[Tasks to complete]
1. Answer these questions using the knife-making text, one line each:
(a) How long is the Gene Osborn video "How to Make a Hunter"?
(b) In stabilizing, what fills the voids left after the air and water are removed from handle material?
(c) Which two places does the text name for learning knife making?
2. Sum up the knife-making text in two sentences.
3. Extend the knife-making text from where it stops.

[Given text]
================

Most knife supply places sell videos on many knife making topics. I also would highly recommend a video by Gene Osborn called “How to Make a Hunter.” This video can be purchased from Gene at www.centercross.com it is inexpensive and is over three hours long and packed full of information.
Where can I get a stamp?
Here are two places that I know of
Harper Manufacturing, 800-776-8407
How big should the stamp be?
You should get a stamp that will fit on the smallest knife you plan on making. If you only plan on making large blades, a 1/8” is about the largest I would recommend.
What is electro-etching?
Using electrical current to remove metal. You use a stencil to identify where the steel will be removed.
What is better, stamping or electro-etch?
Depends on who you are asking. Many makers swear by stamps and others like etching, some even engrave their names. Some people think that stamping creates a weak place on the blade. I have never heard of a blade breaking at a logo mark so I wouldn’t worry about it if the blade is correctly heat treated. Electro-etching does not create any stress on the blade as far as I know. Both logos could be ground off but the stamp could be recovered if it were absolutely necessary. When a logo is stamped into a blade it makes the metal below the letters more compact and harder. If the logo were to be ground or sanded off it could be “raised” by putting weak acid on it. The acid would attack the dense steel at a different rate than the rest of the steel. The acid would eat away the rest of the steel and the logo would be “raised” to a point that it could be seen. This is how police “raise” the serial numbers on stolen guns that had the serial number ground off. Not really a factor for knives but an interesting thing to know.
Where can I get a logo made for electro-etching?
There are many places that can make your logo.
545 A West Lambert Road
Brea, CA 92821
PO Box 379
Utica, NY 13503
Contact: Patricia Bruno
5342 Evergreen Parkway
Sheffield Village, OH 44054
Contact: Dave in sales
Marking Methods, Inc.
301 South Raymond Ave.
Alhambra, CA 91803
Contact: Customer Service
PO Box 200
Salkum, WA 98582
Monode Marking Products, Inc.
7620 Tyler Blvd.
Mentor, OH 44060
Contact: Karen Wagner, Sales Manager
537 State Road
N. Dartmouth, MA 02747
Contact: Juergen Hallemeier
Call the company that you got your logo from and tell them your steel type; they will recommend an etching solution specially formulated for your steel.
Where does the logo go?
Anywhere you want to put it. Basically there is no dedicated place; however there are places that are traditional places for marking your knives. The blade is a popular place and is usually marked on one side. The side that is marked is usually the side you see if you hold the knife in your right hand and point the blade tip to your left. Another place to mark the knife is on the same side of the knife but right in front of the guard or bolster.
What is stabilizing for handles?
Stabilizing is the process of taking a piece of handle material and removing all of the air and water in it, then filling these voids with resin. It is a fairly complex process but can be done in a personal shop. You can also have your handle material stabilized by various companies or you can just purchase their pre-stabilized material.
Is there a school for learning knife making?
Yes. The Bill Moran School of Bladesmithing in Old Washington, Arkansas, and Texarkana College.
Will a knife maker close to me give me classes?

================

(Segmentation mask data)

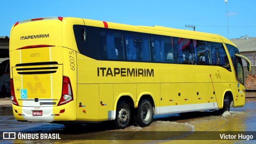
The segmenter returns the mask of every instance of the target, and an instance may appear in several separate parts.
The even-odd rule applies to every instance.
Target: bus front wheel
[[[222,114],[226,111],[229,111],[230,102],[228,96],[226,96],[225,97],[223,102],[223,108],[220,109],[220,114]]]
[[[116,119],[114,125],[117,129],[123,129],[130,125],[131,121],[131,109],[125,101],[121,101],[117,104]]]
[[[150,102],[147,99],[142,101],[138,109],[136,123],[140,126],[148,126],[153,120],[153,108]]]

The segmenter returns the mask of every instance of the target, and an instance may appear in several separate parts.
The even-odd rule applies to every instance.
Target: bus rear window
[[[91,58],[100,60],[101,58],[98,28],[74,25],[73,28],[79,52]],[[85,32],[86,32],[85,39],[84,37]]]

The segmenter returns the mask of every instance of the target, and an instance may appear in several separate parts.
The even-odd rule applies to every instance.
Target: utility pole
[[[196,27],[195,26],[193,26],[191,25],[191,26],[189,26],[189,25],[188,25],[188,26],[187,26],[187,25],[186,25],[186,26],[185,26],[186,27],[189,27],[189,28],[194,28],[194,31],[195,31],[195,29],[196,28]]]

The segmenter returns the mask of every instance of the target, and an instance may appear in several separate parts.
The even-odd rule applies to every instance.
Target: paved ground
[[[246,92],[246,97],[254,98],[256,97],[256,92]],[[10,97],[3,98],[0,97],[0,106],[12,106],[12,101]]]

================

[Answer section]
1.
(a) Over three hours long.
(b) Resin.
(c) The Bill Moran School of Bladesmithing in Old Washington, Arkansas, and Texarkana College.

2. The knife-making text recommends a video on making a hunter and covers marking a knife: where to get stamps and electro-etching logos, how big a stamp should be, and whether stamping or electro-etching is better, which depends on whom you ask. It also says a logo is usually placed on one side of the blade, and it describes stabilizing handle material as removing the air and water and filling the voids with resin.

3.
Possibly. Just contact a maker you would like to train you and ask. Many are willing to train new people. Pricing will vary.
Where can I sell my knives?
Most beginning knife makers begin selling their knives to family, friends and people they interact with daily. Search out your hunting and camping friends. Word will spread if you are making good knives.
How much should I charge?
This is a difficult question to answer. You cannot charge by time and expense and come up with a decent price. You also cannot charge by the hour or you will go broke. Most knife makers complete a knife and just look at it and ask themselves, “What is it worth to me?” That becomes their price. As you get better, your prices can raise but you need to be realistic. You may be able to make a better knife than Bob Loveless but you can’t get the same price as Bob Loveless. The reason is the history of Loveless and the lack of history you have.
Sell knives on E-bay?
Some makers sell their knives on e-bay. Remember people bidding at an auction are looking for a good deal so you may not get the prices your work deserves. Be ready to get your feelings hurt when someone will not bid higher than $20 for a knife you value at $400 dollars.
Can I get a patent on my knife design?
Sure, if it is a unique design. You would apply for a design patent that would protect the design of your knife. Someone could make a minor change to your design and would not violate your patent. A design patent protects your design only if someone copies your EXACT design.
Can I get a patent on my tool design?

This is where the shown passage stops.